## Start Document excerpt

Process a Document Async
POST api.mathpix.com/files/v1/uri
Submit a single document for async processing by remote URI. Returns a file_id for polling status and downloading results. Use POST /files/v1/jobs for bulk submission of many URIs in one call.
Accepted source_uri forms
| Scheme | Example | Requires data source |
|---|---|---|
s3:// | s3://your-bucket/path/file.pdf | Yes — AWS data source |
gs:// | gs://your-bucket/path/file.pdf | Yes — GCS data source |
| Azure Blob | https://{account}.blob.core.windows.net/{container}/{blob}.pdf | Yes — Azure data source |
https:// | https://example.com/file.pdf | No — public URL |
Azure Blob URIs are host-matched on *.blob.core.windows.net; supply the full HTTPS form (no azure:// shorthand).
Example
- cURL
- Python
- JavaScript / TypeScript
curl -X POST https://api.mathpix.com/files/v1/uri \
-H 'app_key: APP_KEY' \
-H 'Content-Type: application/json' \
--data '{
"source_uri": "https://cdn.mathpix.com/examples/cs229-notes1.pdf",
"conversion_formats": { "docx": true, "md": true }
}'
import requests
r = requests.post("https://api.mathpix.com/files/v1/uri",
json={
"source_uri": "https://cdn.mathpix.com/examples/cs229-notes1.pdf",
"conversion_formats": {"docx": True, "md": True},
},
headers={
"app_key": "APP_KEY",
"Content-Type": "application/json",
},
)

## End Document excerpt

— Request A —
From the async document processing page, list every scheme in the "Scheme" column of the accepted source_uri forms table.
— Request B —
In the async document processing page, rewrite the text between "Process a Document" and "in one call.", inclusive, swapping "polling" for "checking".

## Start Material shown

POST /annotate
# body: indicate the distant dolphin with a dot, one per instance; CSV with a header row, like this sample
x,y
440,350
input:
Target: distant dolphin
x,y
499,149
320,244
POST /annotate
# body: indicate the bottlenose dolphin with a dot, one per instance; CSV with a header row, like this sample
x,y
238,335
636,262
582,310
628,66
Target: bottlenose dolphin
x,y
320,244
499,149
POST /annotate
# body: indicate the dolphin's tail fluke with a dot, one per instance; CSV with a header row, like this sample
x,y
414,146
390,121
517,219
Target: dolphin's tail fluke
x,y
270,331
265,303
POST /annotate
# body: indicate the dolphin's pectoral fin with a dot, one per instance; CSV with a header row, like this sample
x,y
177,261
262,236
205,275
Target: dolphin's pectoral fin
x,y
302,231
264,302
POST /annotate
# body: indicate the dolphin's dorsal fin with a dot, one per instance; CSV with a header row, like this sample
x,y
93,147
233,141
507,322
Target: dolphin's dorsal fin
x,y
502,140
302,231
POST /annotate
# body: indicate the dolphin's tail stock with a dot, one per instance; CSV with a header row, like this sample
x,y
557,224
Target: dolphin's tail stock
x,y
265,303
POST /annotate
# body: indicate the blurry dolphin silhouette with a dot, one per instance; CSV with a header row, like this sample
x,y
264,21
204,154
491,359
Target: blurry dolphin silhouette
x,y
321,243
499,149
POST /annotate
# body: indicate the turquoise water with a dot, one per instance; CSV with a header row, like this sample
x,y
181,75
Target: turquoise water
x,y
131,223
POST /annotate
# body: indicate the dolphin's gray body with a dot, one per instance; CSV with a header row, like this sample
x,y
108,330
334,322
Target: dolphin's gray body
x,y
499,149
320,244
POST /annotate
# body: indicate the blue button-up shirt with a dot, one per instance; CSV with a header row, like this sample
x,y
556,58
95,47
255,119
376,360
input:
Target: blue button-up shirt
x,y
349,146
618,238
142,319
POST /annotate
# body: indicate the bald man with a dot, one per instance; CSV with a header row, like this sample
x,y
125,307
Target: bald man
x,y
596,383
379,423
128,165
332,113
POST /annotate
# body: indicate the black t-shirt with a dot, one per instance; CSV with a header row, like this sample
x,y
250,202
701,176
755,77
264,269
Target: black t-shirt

## End Material shown

— Complete answer A —
s3://
gs://
Azure Blob
https://

— Complete answer B —
Process a Document Async
POST api.mathpix.com/files/v1/uri
Submit a single document for async processing by remote URI. Returns a file_id for checking status and downloading results. Use POST /files/v1/jobs for bulk submission of many URIs in one call.